» GIVEN TASK
In all the records below, switch "top-left corner" to "upper-left corner" and give the lines again with nothing else changed. Leave the pictures out of your answer.

──────── RECORDS FOR THE TASK ────────

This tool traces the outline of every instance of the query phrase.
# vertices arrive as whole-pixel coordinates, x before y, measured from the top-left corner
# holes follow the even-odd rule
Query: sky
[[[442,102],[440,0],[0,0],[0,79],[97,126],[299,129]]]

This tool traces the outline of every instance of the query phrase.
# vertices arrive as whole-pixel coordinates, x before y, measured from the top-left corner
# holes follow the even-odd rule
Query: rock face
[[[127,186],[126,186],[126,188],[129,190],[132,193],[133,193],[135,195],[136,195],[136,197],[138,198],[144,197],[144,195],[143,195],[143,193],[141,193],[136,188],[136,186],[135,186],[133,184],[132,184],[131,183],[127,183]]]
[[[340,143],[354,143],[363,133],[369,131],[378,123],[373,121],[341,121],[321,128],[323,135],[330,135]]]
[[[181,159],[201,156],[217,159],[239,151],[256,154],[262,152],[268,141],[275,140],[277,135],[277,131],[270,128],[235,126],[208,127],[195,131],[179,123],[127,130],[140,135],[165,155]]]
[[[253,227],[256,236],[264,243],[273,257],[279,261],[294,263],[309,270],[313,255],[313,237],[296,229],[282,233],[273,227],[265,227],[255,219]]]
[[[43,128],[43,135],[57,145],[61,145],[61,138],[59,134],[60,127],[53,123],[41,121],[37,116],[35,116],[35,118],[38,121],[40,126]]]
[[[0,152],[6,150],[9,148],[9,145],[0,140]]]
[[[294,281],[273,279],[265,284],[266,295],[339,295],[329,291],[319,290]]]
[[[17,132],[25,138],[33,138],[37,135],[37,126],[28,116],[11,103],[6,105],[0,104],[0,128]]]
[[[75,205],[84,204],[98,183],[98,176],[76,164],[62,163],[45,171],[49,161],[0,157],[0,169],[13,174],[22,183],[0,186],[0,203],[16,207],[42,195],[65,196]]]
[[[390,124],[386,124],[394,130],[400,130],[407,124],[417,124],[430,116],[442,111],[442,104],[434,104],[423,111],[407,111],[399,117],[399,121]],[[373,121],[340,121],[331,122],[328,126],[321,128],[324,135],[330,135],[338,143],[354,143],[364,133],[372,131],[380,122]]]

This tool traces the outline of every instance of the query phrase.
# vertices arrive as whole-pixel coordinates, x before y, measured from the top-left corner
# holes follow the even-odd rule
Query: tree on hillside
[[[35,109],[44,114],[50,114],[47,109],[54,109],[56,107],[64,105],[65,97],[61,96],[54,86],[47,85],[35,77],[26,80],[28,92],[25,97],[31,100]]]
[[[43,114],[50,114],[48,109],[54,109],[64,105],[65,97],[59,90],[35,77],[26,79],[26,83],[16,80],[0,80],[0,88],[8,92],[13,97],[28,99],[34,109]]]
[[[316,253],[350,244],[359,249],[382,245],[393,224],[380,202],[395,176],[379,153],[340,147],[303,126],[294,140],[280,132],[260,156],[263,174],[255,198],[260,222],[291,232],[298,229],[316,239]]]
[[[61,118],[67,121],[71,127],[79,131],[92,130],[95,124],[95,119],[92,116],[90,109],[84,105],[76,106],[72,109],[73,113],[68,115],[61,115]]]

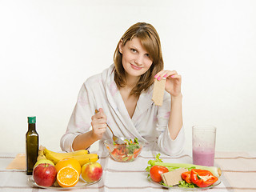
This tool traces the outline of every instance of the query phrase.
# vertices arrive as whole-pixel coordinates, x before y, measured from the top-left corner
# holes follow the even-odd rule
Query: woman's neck
[[[138,79],[139,77],[129,76],[126,74],[126,85],[125,87],[132,90],[137,85]]]

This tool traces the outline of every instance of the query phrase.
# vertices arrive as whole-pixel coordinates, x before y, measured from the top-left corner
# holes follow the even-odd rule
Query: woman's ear
[[[119,48],[120,54],[122,54],[122,39],[121,39],[119,42],[118,48]]]

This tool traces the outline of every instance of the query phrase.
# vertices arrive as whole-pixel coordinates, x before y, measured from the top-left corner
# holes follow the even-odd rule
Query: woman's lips
[[[134,65],[133,65],[133,64],[130,64],[130,66],[131,66],[131,67],[132,67],[134,70],[138,70],[142,69],[142,67],[138,67],[138,66],[134,66]]]

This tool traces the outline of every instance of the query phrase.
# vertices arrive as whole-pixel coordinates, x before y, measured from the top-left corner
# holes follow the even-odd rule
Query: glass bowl
[[[118,145],[114,143],[113,139],[107,139],[103,142],[106,150],[109,151],[110,157],[122,162],[128,162],[134,161],[143,147],[142,142],[134,143],[134,138],[122,138],[126,144]],[[132,141],[132,142],[130,142]]]

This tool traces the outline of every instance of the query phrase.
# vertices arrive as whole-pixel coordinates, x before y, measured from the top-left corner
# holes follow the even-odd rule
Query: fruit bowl
[[[116,144],[113,139],[105,140],[103,143],[114,160],[122,162],[134,161],[142,152],[143,142],[137,138],[122,139],[126,144]]]

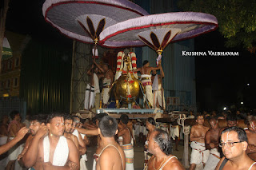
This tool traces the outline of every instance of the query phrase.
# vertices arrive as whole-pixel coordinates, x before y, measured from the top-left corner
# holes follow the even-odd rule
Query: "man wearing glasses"
[[[246,132],[238,127],[230,127],[222,132],[219,146],[224,156],[215,170],[248,169],[255,170],[256,163],[246,151],[248,146]]]

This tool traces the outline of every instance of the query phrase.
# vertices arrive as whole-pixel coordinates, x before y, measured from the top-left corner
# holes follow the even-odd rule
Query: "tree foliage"
[[[218,30],[227,39],[226,46],[243,46],[251,53],[256,49],[255,0],[180,0],[184,11],[214,15]]]

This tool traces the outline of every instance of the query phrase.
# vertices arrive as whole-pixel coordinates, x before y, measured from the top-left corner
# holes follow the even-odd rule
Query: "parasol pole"
[[[94,40],[94,46],[93,49],[93,60],[95,61],[96,57],[96,49],[97,49],[97,44],[98,44],[98,38],[96,38]],[[91,72],[91,77],[90,77],[90,83],[92,82],[92,79],[94,78],[94,69],[90,69]],[[90,85],[90,91],[89,91],[89,102],[88,102],[88,109],[90,110],[90,92],[91,92],[91,85]],[[94,93],[95,93],[95,85],[94,85]]]
[[[161,57],[162,57],[162,49],[158,49],[158,50],[157,50],[157,53],[158,53],[158,59],[157,59],[157,61],[158,61],[158,61],[160,61],[161,60]],[[162,65],[161,65],[162,66]],[[160,80],[160,83],[161,83],[161,94],[162,94],[162,109],[163,109],[163,92],[162,92],[162,71],[161,71],[161,69],[160,69],[160,78],[161,78],[161,80]]]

────────

» RESULT OF THE EXERCISE
This tool traces the outline of every instance of the query phrase.
# vertices arrive as whole-pixel coordinates, x before y, measured from the upper-left corner
# holes follow the even-odd rule
Query: sky
[[[442,102],[440,0],[0,0],[0,79],[97,126],[299,129]]]

This tool traces the outline of every instance of the query phrase.
# vertices arrive as whole-pixel coordinates, x before y, measured from the upper-left corner
# holes follow the even-odd rule
Query: rock face
[[[127,186],[126,186],[126,188],[129,190],[132,193],[133,193],[135,195],[136,195],[136,197],[138,198],[144,197],[144,195],[143,195],[143,193],[141,193],[136,188],[136,186],[135,186],[133,184],[132,184],[131,183],[127,183]]]
[[[340,143],[354,143],[363,133],[369,131],[378,123],[373,121],[341,121],[321,128],[323,135],[330,135]]]
[[[181,159],[201,156],[217,159],[239,151],[256,154],[262,152],[268,141],[275,140],[277,135],[277,131],[270,128],[235,126],[208,127],[195,131],[179,123],[127,130],[140,135],[165,155]]]
[[[253,227],[256,236],[264,243],[273,257],[279,261],[294,263],[309,270],[313,255],[313,237],[296,229],[282,233],[273,227],[265,227],[255,219]]]
[[[43,128],[43,135],[57,145],[61,145],[61,138],[59,134],[60,127],[53,123],[41,121],[37,116],[35,116],[35,118],[38,121],[40,126]]]
[[[0,152],[6,150],[9,148],[9,145],[0,140]]]
[[[294,281],[273,279],[265,284],[266,295],[339,295],[329,291],[319,290]]]
[[[17,132],[25,138],[33,138],[37,135],[37,126],[28,116],[11,103],[6,105],[0,104],[0,128]]]
[[[75,205],[84,204],[98,183],[98,176],[76,164],[62,163],[45,171],[49,161],[0,157],[0,169],[13,174],[22,183],[0,186],[0,203],[16,207],[42,195],[65,196]]]
[[[390,124],[386,124],[394,130],[400,130],[407,124],[417,124],[430,116],[442,111],[442,104],[434,104],[423,111],[407,111],[399,117],[399,121]],[[373,121],[340,121],[331,122],[328,126],[321,128],[324,135],[330,135],[338,143],[354,143],[364,133],[372,131],[380,122]]]

This tool traces the outline of every instance of the query phrase.
# vertices arrive as whole-pixel coordinates, x before y, measured from the upper-left corner
# holes follow the even-odd rule
Query: tree on hillside
[[[35,109],[44,114],[50,114],[47,109],[54,109],[56,107],[64,105],[65,97],[61,96],[54,86],[47,85],[35,77],[26,80],[28,92],[25,97],[31,100]]]
[[[43,114],[50,114],[48,109],[54,109],[64,105],[65,97],[59,90],[35,77],[26,79],[26,83],[16,80],[0,80],[0,88],[8,92],[13,97],[28,99],[34,109]]]
[[[316,253],[350,244],[359,249],[382,245],[393,224],[380,202],[395,176],[379,153],[340,147],[303,126],[294,140],[280,132],[260,156],[263,174],[255,198],[260,222],[291,232],[298,229],[316,239]]]
[[[61,118],[67,121],[71,127],[79,131],[92,130],[95,124],[95,119],[92,116],[90,109],[84,105],[76,106],[72,109],[73,113],[68,115],[61,115]]]

This tool traces the outline of every instance of the query phrase.
# vertices arrive as whole-pixel coordinates, x before y, measured from the upper-left corner
# holes follow the even-odd rule
Query: woman's neck
[[[138,79],[139,77],[129,76],[126,74],[126,85],[125,87],[132,90],[137,85]]]

This tool traces the outline of every instance of the query phrase.
# vertices arrive as whole-pixel coordinates, x before y, measured from the upper-left corner
# holes follow the even-odd rule
Query: woman's ear
[[[119,48],[120,54],[122,54],[122,39],[121,39],[119,42],[118,48]]]

This tool traces the outline of every instance of the query phrase.
# vertices arrive as whole-pixel coordinates, x before y, measured from the upper-left corner
# holes follow the even-odd rule
Query: woman's lips
[[[134,65],[133,65],[133,64],[130,64],[130,66],[131,66],[131,67],[132,67],[134,70],[138,70],[142,69],[142,67],[138,67],[138,66],[134,66]]]

This tool traces the outline of every instance of the query phrase.
# vertices arrive as whole-pixel coordinates, x before y, measured from the upper-left corner
# holes follow the even-odd rule
Query: glass bowl
[[[118,145],[114,143],[113,139],[107,139],[103,142],[106,150],[109,151],[110,157],[122,162],[128,162],[134,161],[143,147],[142,142],[134,143],[134,138],[122,138],[126,144]],[[132,141],[132,142],[130,142]]]

This tool traces the outline of every instance of the query phrase.
# vertices arrive as whole-pixel coordinates, x before y, measured from the upper-left corner
# holes follow the even-odd rule
Query: fruit bowl
[[[116,144],[113,139],[105,140],[103,143],[114,160],[122,162],[134,161],[142,152],[143,142],[137,138],[122,139],[126,144]]]

This tool traces the outline of every instance of the query phrase.
# vertices arrive as whole-pixel coordinates, x before y, measured from the upper-left corner
# holes follow the even-odd rule
Query: "man wearing glasses"
[[[246,132],[238,127],[230,127],[222,132],[219,146],[224,156],[215,170],[248,169],[255,170],[256,163],[246,151],[248,146]]]

This tool traces the outline of every instance of the query phrase.
# vertices arrive as whole-pixel coordinates, x before y, measured from the upper-left corner
# holes follow the even-odd rule
Query: "tree foliage"
[[[218,30],[227,39],[226,46],[243,46],[251,53],[256,49],[255,0],[180,0],[184,11],[214,15]]]

This tool traces the outline of every instance of the query phrase.
# vertices arrive as whole-pixel coordinates, x before y, measured from the upper-left corner
# holes follow the even-odd rule
Query: "parasol pole"
[[[94,40],[94,46],[93,49],[93,60],[95,61],[96,57],[96,49],[97,49],[97,44],[98,44],[98,38],[96,38]],[[91,72],[91,77],[90,77],[90,83],[92,82],[92,79],[94,78],[94,69],[90,69]],[[90,85],[90,91],[89,91],[89,102],[88,102],[88,109],[90,110],[90,92],[91,92],[91,85]],[[94,93],[95,93],[95,85],[94,85]]]
[[[161,57],[162,57],[162,49],[158,49],[158,50],[157,50],[157,53],[158,53],[158,59],[157,59],[157,61],[158,61],[158,61],[160,61],[161,60]],[[162,65],[161,65],[162,66]],[[160,80],[160,83],[161,83],[161,94],[162,94],[162,109],[163,109],[163,92],[162,92],[162,71],[161,71],[161,69],[160,69],[160,78],[161,78],[161,80]]]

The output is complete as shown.